## BEGIN TASK MATERIAL

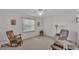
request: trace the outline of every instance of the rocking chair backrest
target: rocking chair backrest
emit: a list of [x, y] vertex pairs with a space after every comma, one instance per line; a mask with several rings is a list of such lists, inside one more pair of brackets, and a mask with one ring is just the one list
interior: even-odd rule
[[14, 33], [13, 33], [12, 30], [11, 30], [11, 31], [7, 31], [6, 34], [7, 34], [7, 37], [8, 37], [8, 39], [9, 39], [10, 41], [12, 41], [13, 38], [15, 37], [15, 35], [14, 35]]

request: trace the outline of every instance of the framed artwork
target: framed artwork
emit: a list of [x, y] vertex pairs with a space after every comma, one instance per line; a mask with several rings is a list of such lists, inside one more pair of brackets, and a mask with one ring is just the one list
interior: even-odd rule
[[12, 19], [11, 20], [11, 25], [16, 25], [16, 20]]
[[23, 18], [23, 32], [35, 31], [35, 20]]

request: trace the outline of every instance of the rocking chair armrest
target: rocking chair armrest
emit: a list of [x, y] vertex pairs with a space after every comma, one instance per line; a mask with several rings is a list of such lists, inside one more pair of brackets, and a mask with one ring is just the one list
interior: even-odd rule
[[21, 38], [21, 34], [15, 35], [15, 38], [17, 38], [17, 37]]

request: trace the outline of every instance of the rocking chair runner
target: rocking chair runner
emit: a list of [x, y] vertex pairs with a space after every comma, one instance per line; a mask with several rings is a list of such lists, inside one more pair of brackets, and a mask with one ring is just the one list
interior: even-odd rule
[[10, 46], [11, 47], [13, 46], [13, 44], [14, 44], [14, 46], [18, 46], [18, 45], [21, 46], [21, 44], [23, 44], [21, 34], [14, 35], [12, 30], [11, 31], [6, 31], [6, 34], [7, 34], [7, 37], [9, 39], [9, 41], [10, 41]]

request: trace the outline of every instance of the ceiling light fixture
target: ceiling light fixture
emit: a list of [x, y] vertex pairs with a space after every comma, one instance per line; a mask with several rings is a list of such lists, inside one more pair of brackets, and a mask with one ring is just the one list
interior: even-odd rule
[[41, 15], [43, 15], [44, 10], [43, 9], [38, 9], [37, 12], [38, 12], [38, 15], [41, 16]]

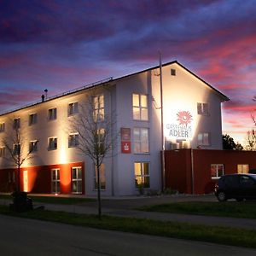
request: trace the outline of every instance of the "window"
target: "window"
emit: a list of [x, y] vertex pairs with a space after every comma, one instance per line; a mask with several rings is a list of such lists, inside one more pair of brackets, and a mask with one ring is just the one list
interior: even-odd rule
[[224, 165], [211, 165], [212, 178], [218, 178], [224, 175]]
[[79, 113], [79, 103], [78, 102], [73, 102], [68, 104], [67, 108], [67, 115], [73, 115]]
[[72, 192], [82, 194], [82, 168], [72, 168]]
[[207, 103], [197, 103], [197, 113], [208, 115], [208, 104]]
[[237, 173], [248, 173], [249, 165], [237, 165]]
[[134, 163], [134, 175], [137, 189], [148, 189], [150, 187], [148, 163]]
[[97, 121], [104, 120], [104, 96], [100, 95], [93, 97], [94, 112], [93, 117]]
[[4, 147], [1, 147], [0, 148], [0, 157], [3, 157], [5, 154], [5, 148]]
[[20, 128], [20, 118], [14, 119], [13, 128], [15, 130]]
[[149, 152], [148, 128], [134, 128], [133, 140], [135, 154]]
[[172, 76], [176, 76], [176, 69], [174, 69], [174, 68], [171, 69], [171, 75]]
[[57, 108], [50, 108], [48, 110], [48, 119], [49, 120], [55, 120], [57, 119]]
[[148, 96], [146, 95], [132, 95], [132, 114], [135, 120], [148, 120]]
[[56, 137], [49, 137], [48, 141], [48, 150], [57, 149], [58, 142]]
[[35, 125], [35, 124], [37, 124], [37, 122], [38, 122], [37, 113], [31, 113], [29, 115], [29, 120], [28, 120], [29, 125]]
[[[102, 190], [106, 189], [106, 172], [105, 172], [105, 165], [102, 164], [100, 166], [100, 188]], [[94, 172], [94, 189], [98, 189], [98, 176], [97, 176], [97, 168], [95, 166]]]
[[255, 180], [253, 180], [252, 177], [248, 176], [241, 176], [239, 178], [240, 183], [242, 185], [242, 187], [247, 187], [247, 186], [253, 186], [255, 184]]
[[210, 145], [210, 134], [209, 132], [199, 133], [197, 136], [197, 143], [201, 146]]
[[77, 147], [79, 144], [79, 133], [71, 133], [68, 137], [68, 148]]
[[8, 182], [9, 183], [15, 182], [15, 171], [8, 172]]
[[14, 144], [13, 155], [19, 155], [20, 154], [20, 144]]
[[5, 124], [0, 123], [0, 132], [3, 132], [5, 130]]
[[61, 193], [60, 169], [51, 170], [51, 192], [55, 194]]
[[31, 141], [29, 142], [29, 152], [37, 152], [38, 151], [38, 141]]

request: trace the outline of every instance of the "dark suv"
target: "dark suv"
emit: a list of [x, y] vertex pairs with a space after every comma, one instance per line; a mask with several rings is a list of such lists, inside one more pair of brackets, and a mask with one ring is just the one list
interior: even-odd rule
[[219, 201], [256, 200], [256, 174], [224, 175], [215, 185], [214, 194]]

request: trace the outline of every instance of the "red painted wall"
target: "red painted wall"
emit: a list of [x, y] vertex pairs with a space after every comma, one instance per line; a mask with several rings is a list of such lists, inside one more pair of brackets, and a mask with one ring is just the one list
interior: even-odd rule
[[[71, 172], [72, 167], [82, 167], [82, 194], [85, 193], [84, 188], [84, 163], [69, 163], [62, 165], [51, 165], [51, 166], [41, 166], [32, 167], [20, 168], [20, 190], [24, 190], [23, 175], [24, 171], [27, 171], [28, 177], [28, 192], [29, 193], [41, 193], [50, 194], [51, 191], [51, 170], [60, 169], [60, 183], [61, 194], [72, 194], [72, 177]], [[8, 172], [13, 171], [16, 172], [16, 169], [3, 169], [0, 170], [0, 190], [3, 192], [11, 192], [14, 189], [15, 183], [10, 183], [9, 182]]]
[[193, 149], [191, 154], [191, 149], [184, 148], [166, 151], [165, 156], [166, 187], [181, 193], [193, 194], [193, 183], [195, 194], [212, 193], [218, 181], [212, 179], [212, 164], [224, 165], [225, 174], [237, 173], [237, 165], [247, 164], [249, 169], [256, 169], [253, 151]]

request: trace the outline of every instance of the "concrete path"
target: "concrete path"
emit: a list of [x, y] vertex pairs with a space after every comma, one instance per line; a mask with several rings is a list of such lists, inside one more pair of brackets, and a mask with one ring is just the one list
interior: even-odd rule
[[256, 250], [1, 216], [1, 255], [240, 256]]

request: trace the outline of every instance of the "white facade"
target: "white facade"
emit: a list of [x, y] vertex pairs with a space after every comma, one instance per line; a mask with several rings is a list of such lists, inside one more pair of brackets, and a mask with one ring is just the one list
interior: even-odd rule
[[[162, 80], [166, 148], [221, 149], [221, 102], [228, 98], [177, 61], [163, 65]], [[105, 113], [116, 115], [113, 132], [119, 133], [121, 128], [131, 131], [131, 138], [124, 142], [120, 134], [114, 152], [104, 160], [106, 186], [103, 195], [136, 195], [141, 187], [160, 189], [160, 86], [159, 67], [97, 85], [97, 95], [104, 96]], [[83, 104], [87, 92], [91, 90], [46, 99], [44, 102], [0, 116], [0, 124], [5, 124], [5, 131], [0, 132], [0, 142], [12, 129], [12, 121], [15, 118], [20, 119], [26, 141], [38, 141], [38, 150], [23, 164], [25, 168], [84, 162], [83, 183], [86, 195], [96, 194], [95, 168], [91, 160], [79, 154], [75, 146], [68, 147], [69, 136], [76, 132], [71, 131], [75, 113], [68, 114], [68, 109], [73, 103]], [[32, 116], [33, 114], [36, 117]], [[53, 119], [49, 119], [49, 114]], [[33, 118], [35, 124], [31, 124]], [[49, 140], [53, 147], [57, 142], [56, 148], [49, 150]], [[28, 150], [29, 143], [26, 145]], [[128, 148], [128, 153], [124, 153], [127, 149], [124, 147], [130, 146], [131, 152]], [[0, 165], [1, 169], [12, 167], [1, 156]], [[141, 182], [144, 186], [141, 186]]]

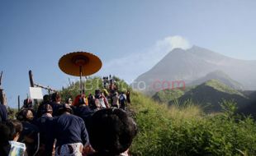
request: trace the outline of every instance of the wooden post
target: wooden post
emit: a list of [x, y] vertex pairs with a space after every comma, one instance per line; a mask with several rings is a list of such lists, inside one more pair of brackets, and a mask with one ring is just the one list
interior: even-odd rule
[[0, 76], [0, 103], [3, 105], [7, 105], [7, 99], [5, 94], [3, 92], [3, 89], [2, 88], [2, 71], [1, 71], [1, 76]]
[[[30, 70], [28, 71], [28, 75], [29, 75], [29, 77], [30, 77], [31, 87], [35, 87], [34, 80], [33, 80], [33, 74], [32, 74], [31, 70]], [[37, 99], [34, 99], [34, 103], [35, 103], [35, 104], [38, 105]]]
[[31, 70], [30, 70], [30, 71], [28, 71], [28, 74], [29, 74], [29, 76], [30, 76], [31, 87], [34, 87], [35, 85], [34, 85], [33, 75], [32, 75]]
[[21, 100], [20, 100], [20, 95], [18, 95], [18, 112], [21, 110]]

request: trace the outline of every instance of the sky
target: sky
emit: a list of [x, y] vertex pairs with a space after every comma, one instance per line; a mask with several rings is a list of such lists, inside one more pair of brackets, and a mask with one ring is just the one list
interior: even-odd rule
[[128, 83], [175, 48], [192, 45], [239, 59], [256, 60], [254, 0], [0, 0], [0, 71], [8, 105], [36, 83], [59, 89], [70, 76], [64, 54], [98, 56], [93, 76]]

## END TASK MATERIAL

CHALLENGE = Beginning with the line that contains "request: trace the outline of every instance of the wooden", repeat every line through the end of the records and nothing more.

SOLUTION FOR THIS TASK =
request: trace the outline of every instance of the wooden post
target: wooden post
emit: a list of [x, y] vertex pairs with a space after every comma, one instance per line; a mask with several rings is a list of such lists, inside one more pair of brackets, and a mask with one ring is just the one list
interior: even-odd rule
[[0, 76], [0, 103], [3, 105], [7, 105], [7, 99], [5, 94], [3, 92], [3, 89], [2, 88], [2, 71], [1, 71], [1, 76]]
[[[30, 70], [28, 71], [28, 75], [29, 75], [29, 77], [30, 77], [31, 87], [35, 87], [34, 80], [33, 80], [33, 74], [32, 74], [31, 70]], [[37, 99], [34, 99], [34, 103], [35, 103], [35, 104], [38, 105]]]
[[31, 70], [30, 70], [30, 71], [28, 71], [28, 74], [29, 74], [29, 76], [30, 76], [31, 87], [34, 87], [35, 85], [34, 85], [33, 75], [32, 75]]
[[21, 100], [20, 100], [20, 95], [18, 95], [18, 112], [21, 110]]

request: trace the outline of every instance of the sky
target: sky
emit: a list of [x, y] vertex pairs with a space after every comma, one instance per line; a mask with several rings is a list of such lists, inside one more pair of brackets, and a mask with one ring is just the one list
interior: even-odd rule
[[128, 83], [175, 48], [192, 45], [239, 59], [256, 60], [254, 0], [0, 0], [0, 71], [8, 105], [36, 83], [59, 89], [70, 76], [64, 54], [98, 56], [93, 76]]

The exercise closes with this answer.